Reproduce everything in the passage on separation of variables from "so that the" down to "is somewhat advanced.".

--- QUOTED PASSAGE ---

In mathematics, separation of variables is any of several methods for solving ordinary and partial differential equations, in which algebra allows one to rewrite an equation so that each of two variables occurs on a different side of the equation.

## Ordinary differential equations (ODE)

Suppose a differential equation can be written in the form $\frac{d}{dx} f(x) = g(x)h(f(x)),\qquad\qquad (1)$

which we can write more simply by letting y = f(x): $\frac{dy}{dx}=g(x)h(y).$

As long as h(y) ≠ 0, we can rearrange terms to obtain: ${dy \over h(y)} = {g(x)dx},$

so that the two variables x and y have been separated. dx (and dy) can be viewed, at a simple level, as just a convenient notation, which provides a handy mnemonic aid for assisting with manipulations. A formal definition of dx as a differential (infinitesimal) is somewhat advanced.

### Alternative notation

Some who dislike Leibniz's notation may prefer to write this as $\frac{1}{h(y)} \frac{dy}{dx} = g(x),$

but that fails to make it quite as obvious why this is called "separation of variables".

Integrating both sides of the equation with respect to x, we have $\int \frac{1}{h(y)} \frac{dy}{dx} \, dx = \int g(x) \, dx, \qquad\qquad (2)$

or equivalently, $\int \frac{1}{h(y)} \, dy = \int g(x) \, dx$

because of the substitution rule for integrals.

--- MATERIAL SUPPLIED ---

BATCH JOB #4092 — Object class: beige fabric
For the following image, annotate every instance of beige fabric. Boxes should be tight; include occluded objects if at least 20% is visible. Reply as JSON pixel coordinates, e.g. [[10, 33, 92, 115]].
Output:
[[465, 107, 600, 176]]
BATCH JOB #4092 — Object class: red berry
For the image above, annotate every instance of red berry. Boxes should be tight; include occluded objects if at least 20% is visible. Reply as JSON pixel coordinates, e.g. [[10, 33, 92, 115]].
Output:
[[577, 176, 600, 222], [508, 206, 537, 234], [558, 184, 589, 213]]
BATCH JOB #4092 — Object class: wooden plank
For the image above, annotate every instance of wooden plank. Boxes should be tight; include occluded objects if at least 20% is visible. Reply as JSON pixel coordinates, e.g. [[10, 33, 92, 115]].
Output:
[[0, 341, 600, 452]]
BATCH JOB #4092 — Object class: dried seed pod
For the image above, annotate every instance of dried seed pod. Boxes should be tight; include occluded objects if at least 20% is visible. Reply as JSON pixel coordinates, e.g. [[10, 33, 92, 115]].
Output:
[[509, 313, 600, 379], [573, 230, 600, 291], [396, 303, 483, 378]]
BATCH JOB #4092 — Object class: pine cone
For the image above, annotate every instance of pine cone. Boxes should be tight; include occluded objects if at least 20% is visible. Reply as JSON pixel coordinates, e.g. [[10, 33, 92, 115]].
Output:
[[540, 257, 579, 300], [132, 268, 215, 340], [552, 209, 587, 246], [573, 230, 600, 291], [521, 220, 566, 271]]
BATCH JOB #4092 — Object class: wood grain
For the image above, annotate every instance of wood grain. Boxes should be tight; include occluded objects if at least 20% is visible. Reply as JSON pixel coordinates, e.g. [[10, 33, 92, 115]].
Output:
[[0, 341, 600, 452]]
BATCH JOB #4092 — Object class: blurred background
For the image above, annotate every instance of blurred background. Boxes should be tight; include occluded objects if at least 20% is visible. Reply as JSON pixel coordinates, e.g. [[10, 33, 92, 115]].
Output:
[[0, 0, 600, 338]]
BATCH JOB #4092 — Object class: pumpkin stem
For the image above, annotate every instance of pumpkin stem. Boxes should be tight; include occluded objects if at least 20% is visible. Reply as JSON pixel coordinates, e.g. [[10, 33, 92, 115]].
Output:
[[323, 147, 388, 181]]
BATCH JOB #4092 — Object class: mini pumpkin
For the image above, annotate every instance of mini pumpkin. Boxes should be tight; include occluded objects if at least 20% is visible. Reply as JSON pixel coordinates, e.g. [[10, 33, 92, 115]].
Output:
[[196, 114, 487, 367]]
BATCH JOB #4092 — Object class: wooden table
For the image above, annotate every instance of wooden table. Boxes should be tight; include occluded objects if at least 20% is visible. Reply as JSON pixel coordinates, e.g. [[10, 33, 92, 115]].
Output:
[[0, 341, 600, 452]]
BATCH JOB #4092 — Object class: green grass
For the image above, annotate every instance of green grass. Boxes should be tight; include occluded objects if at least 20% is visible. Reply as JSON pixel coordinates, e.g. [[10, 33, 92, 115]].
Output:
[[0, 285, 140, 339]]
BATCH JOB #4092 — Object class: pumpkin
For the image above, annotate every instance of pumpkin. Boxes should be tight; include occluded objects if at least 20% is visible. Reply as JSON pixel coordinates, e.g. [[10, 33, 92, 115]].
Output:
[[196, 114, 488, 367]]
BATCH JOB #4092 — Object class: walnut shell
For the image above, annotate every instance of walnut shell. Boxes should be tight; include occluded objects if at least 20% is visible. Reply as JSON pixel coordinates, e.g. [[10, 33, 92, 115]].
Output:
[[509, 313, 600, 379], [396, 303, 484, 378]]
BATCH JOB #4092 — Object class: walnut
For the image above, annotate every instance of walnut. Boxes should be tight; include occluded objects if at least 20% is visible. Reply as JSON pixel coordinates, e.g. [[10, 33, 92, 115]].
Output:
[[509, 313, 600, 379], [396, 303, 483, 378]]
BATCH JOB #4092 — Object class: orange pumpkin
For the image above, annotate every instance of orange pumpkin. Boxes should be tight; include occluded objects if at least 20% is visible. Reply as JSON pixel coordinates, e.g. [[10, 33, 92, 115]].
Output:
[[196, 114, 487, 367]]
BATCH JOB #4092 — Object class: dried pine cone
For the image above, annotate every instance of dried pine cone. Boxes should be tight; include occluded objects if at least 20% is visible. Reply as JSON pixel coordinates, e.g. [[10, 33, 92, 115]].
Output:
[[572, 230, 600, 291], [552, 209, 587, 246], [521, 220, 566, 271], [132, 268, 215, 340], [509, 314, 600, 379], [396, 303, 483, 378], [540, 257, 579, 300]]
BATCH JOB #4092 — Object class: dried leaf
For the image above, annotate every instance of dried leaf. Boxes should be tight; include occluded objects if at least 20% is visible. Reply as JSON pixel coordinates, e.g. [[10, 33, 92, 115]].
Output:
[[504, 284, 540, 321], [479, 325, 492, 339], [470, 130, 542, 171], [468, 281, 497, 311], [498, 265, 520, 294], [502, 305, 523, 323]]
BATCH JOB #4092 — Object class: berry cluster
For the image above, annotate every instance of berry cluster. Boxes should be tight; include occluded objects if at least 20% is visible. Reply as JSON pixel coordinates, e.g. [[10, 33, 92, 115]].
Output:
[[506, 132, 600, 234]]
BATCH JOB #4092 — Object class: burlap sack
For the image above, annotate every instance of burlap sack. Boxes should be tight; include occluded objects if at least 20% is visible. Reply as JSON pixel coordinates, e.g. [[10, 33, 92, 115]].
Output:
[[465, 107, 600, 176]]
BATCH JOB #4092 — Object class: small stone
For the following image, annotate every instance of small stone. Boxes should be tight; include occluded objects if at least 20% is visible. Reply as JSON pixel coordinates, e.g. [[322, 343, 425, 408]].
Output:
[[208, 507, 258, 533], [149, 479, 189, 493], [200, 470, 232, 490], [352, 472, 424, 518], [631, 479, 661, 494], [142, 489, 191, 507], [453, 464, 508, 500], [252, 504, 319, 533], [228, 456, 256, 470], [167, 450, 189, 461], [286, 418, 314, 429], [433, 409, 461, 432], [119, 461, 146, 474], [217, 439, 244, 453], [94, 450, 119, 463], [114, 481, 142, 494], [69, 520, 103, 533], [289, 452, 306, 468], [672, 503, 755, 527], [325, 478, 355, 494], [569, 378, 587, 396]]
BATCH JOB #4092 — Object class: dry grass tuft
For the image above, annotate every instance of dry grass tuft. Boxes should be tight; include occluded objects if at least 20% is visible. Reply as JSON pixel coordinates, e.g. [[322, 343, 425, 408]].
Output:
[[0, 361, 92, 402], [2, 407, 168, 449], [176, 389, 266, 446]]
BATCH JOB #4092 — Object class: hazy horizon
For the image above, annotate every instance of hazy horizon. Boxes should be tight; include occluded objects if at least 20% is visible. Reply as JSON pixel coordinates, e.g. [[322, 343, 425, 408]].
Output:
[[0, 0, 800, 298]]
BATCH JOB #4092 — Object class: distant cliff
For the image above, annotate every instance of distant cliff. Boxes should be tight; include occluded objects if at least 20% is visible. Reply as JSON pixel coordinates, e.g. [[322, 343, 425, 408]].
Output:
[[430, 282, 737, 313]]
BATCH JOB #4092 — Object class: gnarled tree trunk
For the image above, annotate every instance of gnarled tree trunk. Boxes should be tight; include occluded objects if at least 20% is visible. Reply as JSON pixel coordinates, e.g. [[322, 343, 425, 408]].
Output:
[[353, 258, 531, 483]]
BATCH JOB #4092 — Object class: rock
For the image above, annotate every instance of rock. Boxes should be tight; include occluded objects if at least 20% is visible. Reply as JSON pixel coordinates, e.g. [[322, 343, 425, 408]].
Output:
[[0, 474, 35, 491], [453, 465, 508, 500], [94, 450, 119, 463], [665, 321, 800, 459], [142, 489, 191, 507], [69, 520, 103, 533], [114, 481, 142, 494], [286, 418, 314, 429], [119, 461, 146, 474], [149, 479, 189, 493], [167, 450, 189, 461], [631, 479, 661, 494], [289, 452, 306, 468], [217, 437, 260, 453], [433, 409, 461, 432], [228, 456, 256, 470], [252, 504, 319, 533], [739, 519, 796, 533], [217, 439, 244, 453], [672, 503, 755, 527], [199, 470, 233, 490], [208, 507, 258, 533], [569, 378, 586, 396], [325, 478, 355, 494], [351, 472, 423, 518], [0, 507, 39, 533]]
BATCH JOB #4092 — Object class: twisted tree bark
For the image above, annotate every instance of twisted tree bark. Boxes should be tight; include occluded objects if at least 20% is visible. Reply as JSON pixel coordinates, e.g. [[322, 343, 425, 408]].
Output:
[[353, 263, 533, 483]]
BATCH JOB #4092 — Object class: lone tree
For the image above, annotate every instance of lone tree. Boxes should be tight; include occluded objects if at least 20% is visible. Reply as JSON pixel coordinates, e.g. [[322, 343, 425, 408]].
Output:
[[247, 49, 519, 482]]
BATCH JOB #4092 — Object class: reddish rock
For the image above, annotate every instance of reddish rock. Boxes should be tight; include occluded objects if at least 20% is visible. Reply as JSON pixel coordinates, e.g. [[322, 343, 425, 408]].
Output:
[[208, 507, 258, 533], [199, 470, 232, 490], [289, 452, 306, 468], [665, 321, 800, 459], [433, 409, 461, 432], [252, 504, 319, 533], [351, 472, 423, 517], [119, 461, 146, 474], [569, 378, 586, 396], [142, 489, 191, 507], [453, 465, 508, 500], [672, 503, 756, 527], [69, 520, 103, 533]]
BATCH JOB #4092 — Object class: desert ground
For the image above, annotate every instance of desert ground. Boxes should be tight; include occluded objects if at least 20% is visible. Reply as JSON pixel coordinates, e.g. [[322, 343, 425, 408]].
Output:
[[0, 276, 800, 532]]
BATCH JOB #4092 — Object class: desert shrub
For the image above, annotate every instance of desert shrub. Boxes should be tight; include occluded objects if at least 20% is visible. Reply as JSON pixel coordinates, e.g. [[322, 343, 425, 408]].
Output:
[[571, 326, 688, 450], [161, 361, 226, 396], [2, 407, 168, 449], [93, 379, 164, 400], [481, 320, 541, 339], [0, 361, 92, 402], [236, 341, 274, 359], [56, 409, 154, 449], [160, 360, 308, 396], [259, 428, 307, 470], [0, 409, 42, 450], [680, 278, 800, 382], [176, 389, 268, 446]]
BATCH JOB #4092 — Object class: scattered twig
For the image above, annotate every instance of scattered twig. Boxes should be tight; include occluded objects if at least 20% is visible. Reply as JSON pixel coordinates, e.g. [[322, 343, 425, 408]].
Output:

---

**ANSWER TO THIS EXERCISE**
so that the two variables x and y have been separated. dx (and dy) can be viewed, at a simple level, as just a convenient notation, which provides a handy mnemonic aid for assisting with manipulations. A formal definition of dx as a differential (infinitesimal) is somewhat advanced.